Copy the lines of the listing below, from the line containing "For every instance of the storefront" through the end of the listing, inclusive.

---------- Data excerpts ----------

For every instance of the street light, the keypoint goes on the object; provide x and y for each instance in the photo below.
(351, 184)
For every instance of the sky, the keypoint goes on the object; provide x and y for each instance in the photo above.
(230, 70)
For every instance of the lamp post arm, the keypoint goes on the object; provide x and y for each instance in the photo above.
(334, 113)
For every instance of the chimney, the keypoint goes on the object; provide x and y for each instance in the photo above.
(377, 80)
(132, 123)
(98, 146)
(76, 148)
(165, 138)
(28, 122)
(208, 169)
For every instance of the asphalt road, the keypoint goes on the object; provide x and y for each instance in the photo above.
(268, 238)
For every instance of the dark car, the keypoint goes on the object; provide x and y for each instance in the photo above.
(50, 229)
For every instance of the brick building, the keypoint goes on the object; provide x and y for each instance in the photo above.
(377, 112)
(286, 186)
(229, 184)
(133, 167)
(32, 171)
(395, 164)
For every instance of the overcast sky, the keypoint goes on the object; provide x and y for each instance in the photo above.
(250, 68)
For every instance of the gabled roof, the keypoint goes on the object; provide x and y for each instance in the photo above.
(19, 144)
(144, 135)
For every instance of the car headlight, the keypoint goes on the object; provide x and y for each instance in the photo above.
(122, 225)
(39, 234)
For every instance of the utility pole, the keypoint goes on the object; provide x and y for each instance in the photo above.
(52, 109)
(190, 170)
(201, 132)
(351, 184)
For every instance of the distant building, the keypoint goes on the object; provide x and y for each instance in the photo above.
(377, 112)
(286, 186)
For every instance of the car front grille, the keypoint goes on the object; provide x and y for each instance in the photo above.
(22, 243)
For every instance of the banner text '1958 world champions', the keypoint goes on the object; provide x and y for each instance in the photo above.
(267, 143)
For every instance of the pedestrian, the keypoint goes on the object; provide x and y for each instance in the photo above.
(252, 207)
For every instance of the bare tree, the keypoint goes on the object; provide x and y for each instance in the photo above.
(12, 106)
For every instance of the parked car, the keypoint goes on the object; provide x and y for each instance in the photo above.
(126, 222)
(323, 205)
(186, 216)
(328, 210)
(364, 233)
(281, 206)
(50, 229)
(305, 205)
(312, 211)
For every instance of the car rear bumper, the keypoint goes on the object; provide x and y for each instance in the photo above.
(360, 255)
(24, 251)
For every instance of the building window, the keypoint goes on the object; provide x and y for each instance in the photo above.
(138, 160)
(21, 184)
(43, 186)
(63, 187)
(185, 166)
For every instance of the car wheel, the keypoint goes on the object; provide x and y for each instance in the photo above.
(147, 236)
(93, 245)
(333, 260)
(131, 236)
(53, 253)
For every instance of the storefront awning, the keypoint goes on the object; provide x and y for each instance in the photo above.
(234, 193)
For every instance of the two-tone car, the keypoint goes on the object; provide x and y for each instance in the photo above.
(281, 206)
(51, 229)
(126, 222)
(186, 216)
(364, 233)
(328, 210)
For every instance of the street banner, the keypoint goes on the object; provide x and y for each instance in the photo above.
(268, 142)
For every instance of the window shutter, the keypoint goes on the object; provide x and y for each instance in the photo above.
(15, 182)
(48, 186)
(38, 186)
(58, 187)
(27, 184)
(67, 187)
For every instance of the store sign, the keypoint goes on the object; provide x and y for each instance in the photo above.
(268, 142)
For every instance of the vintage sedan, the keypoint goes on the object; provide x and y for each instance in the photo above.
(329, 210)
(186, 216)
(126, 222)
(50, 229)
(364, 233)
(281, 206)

----------

* Solution for this problem *
For every instance of the storefront awning, the keypoint goes on the object; provide x and y for each instance in the photo above.
(234, 193)
For every instance of the two-tone car, the keypoint goes on the object; provide x and y for each instance in the photo above.
(281, 206)
(51, 229)
(126, 222)
(186, 216)
(364, 233)
(328, 210)
For every instance of the street banner, the keypoint goes on the object; provide x and y for each instance in the photo above.
(268, 142)
For every instance of the window shutter, the keypoint goes on the object; provide x and y for each instance in the photo above.
(15, 182)
(48, 186)
(38, 186)
(58, 187)
(27, 184)
(67, 187)
For every instance of the store sign, the keypoint goes on the object; provide x and y for each instance in the photo above.
(268, 142)
For every instance of the vintage sedan, the keypoint goes on the object; provide x and y for each instance in the photo above.
(329, 210)
(186, 216)
(126, 222)
(50, 229)
(364, 233)
(281, 206)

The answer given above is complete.